- _Entries_:

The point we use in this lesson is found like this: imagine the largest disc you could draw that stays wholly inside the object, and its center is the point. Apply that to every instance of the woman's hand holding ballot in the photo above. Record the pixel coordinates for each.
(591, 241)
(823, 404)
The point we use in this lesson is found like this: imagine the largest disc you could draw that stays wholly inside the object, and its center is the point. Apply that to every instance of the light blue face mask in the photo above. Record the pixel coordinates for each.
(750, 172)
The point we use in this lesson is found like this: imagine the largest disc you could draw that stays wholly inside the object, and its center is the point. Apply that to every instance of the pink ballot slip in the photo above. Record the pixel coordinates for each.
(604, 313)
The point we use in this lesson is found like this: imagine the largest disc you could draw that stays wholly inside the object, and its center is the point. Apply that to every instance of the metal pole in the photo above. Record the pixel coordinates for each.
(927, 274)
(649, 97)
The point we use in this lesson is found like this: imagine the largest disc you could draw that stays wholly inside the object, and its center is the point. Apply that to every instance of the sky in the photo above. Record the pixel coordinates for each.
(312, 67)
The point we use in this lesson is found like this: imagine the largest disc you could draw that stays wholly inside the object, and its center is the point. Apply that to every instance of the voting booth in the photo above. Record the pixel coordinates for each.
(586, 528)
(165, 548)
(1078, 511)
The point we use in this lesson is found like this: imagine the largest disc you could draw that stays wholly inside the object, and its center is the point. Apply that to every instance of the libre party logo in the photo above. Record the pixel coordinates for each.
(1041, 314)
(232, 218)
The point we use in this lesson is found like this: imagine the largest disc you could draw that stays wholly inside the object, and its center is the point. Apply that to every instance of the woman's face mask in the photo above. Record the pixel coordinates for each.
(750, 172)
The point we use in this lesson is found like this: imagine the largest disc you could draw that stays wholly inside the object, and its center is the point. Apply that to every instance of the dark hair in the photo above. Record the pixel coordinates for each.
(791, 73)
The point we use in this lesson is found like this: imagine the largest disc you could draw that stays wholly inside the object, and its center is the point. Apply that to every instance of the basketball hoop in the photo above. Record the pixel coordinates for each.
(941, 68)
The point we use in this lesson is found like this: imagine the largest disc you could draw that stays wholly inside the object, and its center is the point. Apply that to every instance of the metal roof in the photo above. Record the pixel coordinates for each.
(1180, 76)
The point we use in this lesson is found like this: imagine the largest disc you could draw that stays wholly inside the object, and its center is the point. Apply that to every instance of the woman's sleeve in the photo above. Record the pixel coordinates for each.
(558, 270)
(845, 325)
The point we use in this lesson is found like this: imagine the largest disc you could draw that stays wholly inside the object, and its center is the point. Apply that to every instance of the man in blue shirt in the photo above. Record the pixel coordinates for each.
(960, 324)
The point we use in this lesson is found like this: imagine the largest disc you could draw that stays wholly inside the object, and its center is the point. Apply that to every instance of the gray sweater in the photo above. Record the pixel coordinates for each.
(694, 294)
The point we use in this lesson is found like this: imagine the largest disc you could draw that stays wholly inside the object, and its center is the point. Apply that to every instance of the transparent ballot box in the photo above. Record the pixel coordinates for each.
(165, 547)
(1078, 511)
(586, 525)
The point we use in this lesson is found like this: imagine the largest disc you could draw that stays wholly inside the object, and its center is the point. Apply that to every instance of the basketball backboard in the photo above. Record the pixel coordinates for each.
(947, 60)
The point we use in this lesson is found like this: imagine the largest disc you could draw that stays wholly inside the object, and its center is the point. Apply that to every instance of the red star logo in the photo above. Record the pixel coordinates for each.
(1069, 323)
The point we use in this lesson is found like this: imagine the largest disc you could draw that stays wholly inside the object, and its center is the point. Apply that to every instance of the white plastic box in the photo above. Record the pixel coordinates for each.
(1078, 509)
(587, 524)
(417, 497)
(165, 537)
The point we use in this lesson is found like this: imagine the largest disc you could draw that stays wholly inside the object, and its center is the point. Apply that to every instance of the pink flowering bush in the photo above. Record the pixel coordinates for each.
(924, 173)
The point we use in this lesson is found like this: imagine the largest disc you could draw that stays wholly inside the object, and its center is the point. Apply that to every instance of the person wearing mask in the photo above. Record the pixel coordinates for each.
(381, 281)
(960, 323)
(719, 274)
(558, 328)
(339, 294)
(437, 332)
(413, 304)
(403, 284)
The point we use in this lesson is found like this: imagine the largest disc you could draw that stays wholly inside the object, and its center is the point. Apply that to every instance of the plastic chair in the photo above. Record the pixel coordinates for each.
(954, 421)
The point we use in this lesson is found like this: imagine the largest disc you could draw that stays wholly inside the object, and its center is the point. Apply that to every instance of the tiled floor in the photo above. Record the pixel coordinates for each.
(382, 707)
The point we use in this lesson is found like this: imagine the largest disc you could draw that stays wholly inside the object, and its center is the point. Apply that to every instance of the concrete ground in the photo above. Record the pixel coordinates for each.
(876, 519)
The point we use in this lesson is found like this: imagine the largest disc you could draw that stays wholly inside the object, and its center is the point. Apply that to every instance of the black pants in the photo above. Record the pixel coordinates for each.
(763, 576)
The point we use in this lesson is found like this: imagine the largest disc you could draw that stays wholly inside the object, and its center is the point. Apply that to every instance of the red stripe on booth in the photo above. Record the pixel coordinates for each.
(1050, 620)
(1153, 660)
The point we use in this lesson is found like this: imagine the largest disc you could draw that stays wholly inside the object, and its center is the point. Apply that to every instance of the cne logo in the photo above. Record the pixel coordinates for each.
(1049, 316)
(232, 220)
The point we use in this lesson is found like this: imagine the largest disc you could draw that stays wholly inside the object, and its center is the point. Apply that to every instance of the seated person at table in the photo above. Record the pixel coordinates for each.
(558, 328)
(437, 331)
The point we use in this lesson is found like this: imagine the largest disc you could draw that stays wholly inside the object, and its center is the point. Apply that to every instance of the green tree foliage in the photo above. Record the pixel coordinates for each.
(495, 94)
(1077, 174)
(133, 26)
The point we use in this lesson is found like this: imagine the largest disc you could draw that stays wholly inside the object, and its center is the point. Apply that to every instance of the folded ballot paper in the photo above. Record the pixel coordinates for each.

- _Task instructions_:
Give exactly the lines from the one with "of the concrete" to the end of the entries, nothing before them.

- _Exercise response_:
The point we use in this lesson is found like this: imagine the largest disc you could draw that stays wholly inside the object, and its center is the point. Apply that to every instance of the concrete ground in the photo above. Record the pixel coordinates for each.
(876, 519)
The point we use in this lesson is found like this: imagine the largest disc you could draw that stays wholly inside the object, and its center is the point. Apply that to every instance of the black pants in the photo above. Record the pixel coordinates for each.
(763, 576)
The point we use in this lesson is found like this: imagine the largest disc you could draw that stays wholly inside the object, and its center is the point. Apply that to every instance of the red stripe on booth in the photo above. Record the pixel coordinates for each.
(1050, 620)
(1153, 660)
The point we use in this lesson is found like this: imagine the largest disc you could draw that stays wholly inside the object, and its center is the point. Apply that to every instance of the cne logo in the photo above. Record the pixel coordinates for each.
(1049, 316)
(232, 220)
The point we use in this lesson is found like this: imagine the largest disc you could draw that stays wholly inside the object, and its center is the point. Apply that to every instance of the seated person at table in the photo above. Record the pixel coordinates for each.
(558, 328)
(437, 331)
The point we use in this lesson is found like this: imagine the largest disc you could draw that stays wholly inside the object, and its center is the point. Apply that to every instance of the green tree foliage in the photo above. Record the pixel coordinates for each.
(495, 94)
(1077, 174)
(133, 26)
The point we use in this lesson is found like this: imagine the largest disc you could draw that stays wholly inside the object, and its center is the point. Apply that to every instance of the folded ballot paper in the photo above. Record the pixel coordinates for each.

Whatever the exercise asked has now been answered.